**Information provided**.
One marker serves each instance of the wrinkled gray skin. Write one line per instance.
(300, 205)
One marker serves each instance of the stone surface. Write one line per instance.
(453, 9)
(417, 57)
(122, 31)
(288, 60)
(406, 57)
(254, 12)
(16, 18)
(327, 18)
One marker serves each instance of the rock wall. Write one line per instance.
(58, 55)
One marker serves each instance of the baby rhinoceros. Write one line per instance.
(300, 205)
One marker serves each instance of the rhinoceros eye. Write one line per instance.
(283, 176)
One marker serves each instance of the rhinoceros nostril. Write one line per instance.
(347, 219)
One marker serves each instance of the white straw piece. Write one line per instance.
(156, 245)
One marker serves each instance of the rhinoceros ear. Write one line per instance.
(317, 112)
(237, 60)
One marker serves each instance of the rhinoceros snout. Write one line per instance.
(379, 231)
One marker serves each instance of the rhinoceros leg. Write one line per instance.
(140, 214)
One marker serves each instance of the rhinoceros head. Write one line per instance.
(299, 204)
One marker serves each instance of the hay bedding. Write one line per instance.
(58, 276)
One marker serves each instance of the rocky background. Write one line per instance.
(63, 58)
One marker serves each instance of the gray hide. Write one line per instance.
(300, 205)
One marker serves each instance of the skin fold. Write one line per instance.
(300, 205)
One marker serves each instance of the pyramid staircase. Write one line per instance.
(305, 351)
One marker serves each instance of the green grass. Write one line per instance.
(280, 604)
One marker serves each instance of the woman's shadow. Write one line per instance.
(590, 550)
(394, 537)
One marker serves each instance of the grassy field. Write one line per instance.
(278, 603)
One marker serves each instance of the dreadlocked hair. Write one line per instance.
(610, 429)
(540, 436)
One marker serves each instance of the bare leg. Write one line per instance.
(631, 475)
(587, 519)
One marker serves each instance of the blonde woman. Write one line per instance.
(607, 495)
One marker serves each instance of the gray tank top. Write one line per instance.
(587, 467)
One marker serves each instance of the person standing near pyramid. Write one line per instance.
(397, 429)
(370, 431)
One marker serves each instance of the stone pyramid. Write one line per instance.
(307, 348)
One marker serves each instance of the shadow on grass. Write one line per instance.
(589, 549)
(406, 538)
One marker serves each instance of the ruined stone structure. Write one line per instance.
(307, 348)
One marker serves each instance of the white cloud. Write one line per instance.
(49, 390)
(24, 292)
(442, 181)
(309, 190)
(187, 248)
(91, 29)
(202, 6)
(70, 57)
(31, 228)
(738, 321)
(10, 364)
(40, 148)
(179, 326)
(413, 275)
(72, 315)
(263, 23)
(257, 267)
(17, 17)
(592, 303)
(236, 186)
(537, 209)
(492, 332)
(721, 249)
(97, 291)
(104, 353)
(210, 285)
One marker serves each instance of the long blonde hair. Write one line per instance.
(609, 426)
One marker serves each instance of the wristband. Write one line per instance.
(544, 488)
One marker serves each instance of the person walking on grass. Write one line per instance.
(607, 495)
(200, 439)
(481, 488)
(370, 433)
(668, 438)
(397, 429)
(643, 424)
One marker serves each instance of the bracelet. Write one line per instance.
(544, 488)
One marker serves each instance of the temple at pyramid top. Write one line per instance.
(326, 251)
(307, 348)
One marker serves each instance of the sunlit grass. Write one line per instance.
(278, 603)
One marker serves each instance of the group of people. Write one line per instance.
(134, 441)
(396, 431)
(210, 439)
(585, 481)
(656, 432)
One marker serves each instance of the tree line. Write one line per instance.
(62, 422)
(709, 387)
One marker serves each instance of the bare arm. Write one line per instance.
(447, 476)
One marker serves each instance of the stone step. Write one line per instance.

**Exercise**.
Go back to the data above and please quote exactly, and only, the lines from the line with "One marker serves each instance of the wristband." through its last line.

**Task result**.
One marker serves each instance of the wristband. Write one line per instance.
(544, 488)
One marker serves each instance of the person walking on grass. Write one line per instance.
(607, 495)
(200, 439)
(481, 488)
(370, 433)
(668, 438)
(397, 429)
(643, 424)
One marker serves each instance of the bracelet. Write one line per instance.
(544, 488)
One marker serves each instance of the temple at pyramid top. Write one line per instance.
(326, 251)
(307, 348)
One marker serves each instance of the sunlit grass. Write one line per instance.
(278, 603)
One marker serves each instance of the group of people. Write one line per instance.
(134, 441)
(396, 431)
(210, 439)
(585, 481)
(656, 432)
One marker serves each instance of the tree line. Write one line per instance.
(62, 422)
(709, 387)
One marker serves each instance of the bare arm. Write one line per instance.
(447, 476)
One marker serves each instance of the stone step. Write one line per instance.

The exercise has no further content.